DATA SUPPLIED:
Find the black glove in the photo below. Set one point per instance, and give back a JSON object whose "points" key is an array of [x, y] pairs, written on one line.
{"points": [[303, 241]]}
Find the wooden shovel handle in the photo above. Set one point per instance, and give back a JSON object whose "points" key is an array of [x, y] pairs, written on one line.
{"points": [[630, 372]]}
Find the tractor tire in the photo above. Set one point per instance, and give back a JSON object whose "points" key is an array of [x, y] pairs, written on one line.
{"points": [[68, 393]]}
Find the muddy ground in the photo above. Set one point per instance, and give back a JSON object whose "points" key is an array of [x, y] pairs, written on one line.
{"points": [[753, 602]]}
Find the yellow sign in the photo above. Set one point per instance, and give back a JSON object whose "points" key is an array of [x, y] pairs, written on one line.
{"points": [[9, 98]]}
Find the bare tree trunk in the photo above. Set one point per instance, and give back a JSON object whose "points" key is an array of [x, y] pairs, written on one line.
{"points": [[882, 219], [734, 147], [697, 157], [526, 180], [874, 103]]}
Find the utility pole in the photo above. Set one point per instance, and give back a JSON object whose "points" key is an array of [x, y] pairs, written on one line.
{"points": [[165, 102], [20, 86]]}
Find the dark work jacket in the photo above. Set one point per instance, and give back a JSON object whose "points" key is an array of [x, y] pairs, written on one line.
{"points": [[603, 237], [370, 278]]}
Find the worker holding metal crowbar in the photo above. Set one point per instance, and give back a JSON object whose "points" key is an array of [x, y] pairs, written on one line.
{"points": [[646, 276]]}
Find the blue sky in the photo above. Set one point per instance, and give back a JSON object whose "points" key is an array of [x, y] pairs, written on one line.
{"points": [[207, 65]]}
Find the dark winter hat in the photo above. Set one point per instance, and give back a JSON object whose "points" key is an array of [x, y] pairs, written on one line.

REQUIRED ACTION:
Return all of the data word for word.

TASK RESPONSE:
Find the black glove in the photo below. Set one point per instance, and give back a JSON object whose "points" key is an array of [x, y] pairs, written on one line.
{"points": [[303, 241]]}
Find the wooden shovel handle in the photo above. Set one point per instance, and give back a JSON object whose "points" key is an array of [x, y] pairs, written on one line.
{"points": [[630, 372]]}
Find the tractor tire in the photo above. Set one point per instance, and give back a JSON object whose "points" key is an array of [x, y] pairs, written on one line.
{"points": [[68, 393]]}
Find the muddy ground in the photo above. Set one point per instance, and give back a JSON object whose "points" key is an array of [x, y] pairs, written on one line.
{"points": [[753, 602]]}
Find the yellow sign in the photo above. Set one point per instance, and give back a JSON object whose "points" key is an array of [x, y] pairs, written on one line.
{"points": [[9, 98]]}
Find the bare tree trunk in the photo above. Set one point per instance, and give back a JSON object whose "points" key is an array of [x, y] pairs, written on one line.
{"points": [[882, 219], [734, 147], [697, 157], [526, 180], [874, 103]]}
Find the utility pole in the photo above. Set one point per instance, and give back a JSON object whose "points" key is an array of [x, y] pairs, written on one line.
{"points": [[165, 102], [20, 86]]}
Find the dark work jacket in the photo above. Set one point per instance, and give back a JSON object whose "points" key is an array of [x, y] pairs, written on one line.
{"points": [[603, 237], [370, 278]]}
Find the worker holding metal crowbar in the photo above. Set one point per instance, and give back a JSON object whose "points" key is an array of [x, y] pairs, written on one line.
{"points": [[646, 276]]}
Find the blue sky in the photo above. Set one point per instance, and give back a JSON object whose "points" key is an array of [x, y] pairs, written on one line.
{"points": [[207, 65]]}
Find the dark winter hat in the photo above. Set one point per instance, and give back a JSON object whose "points" key is an array of [x, y] pairs, written on one line.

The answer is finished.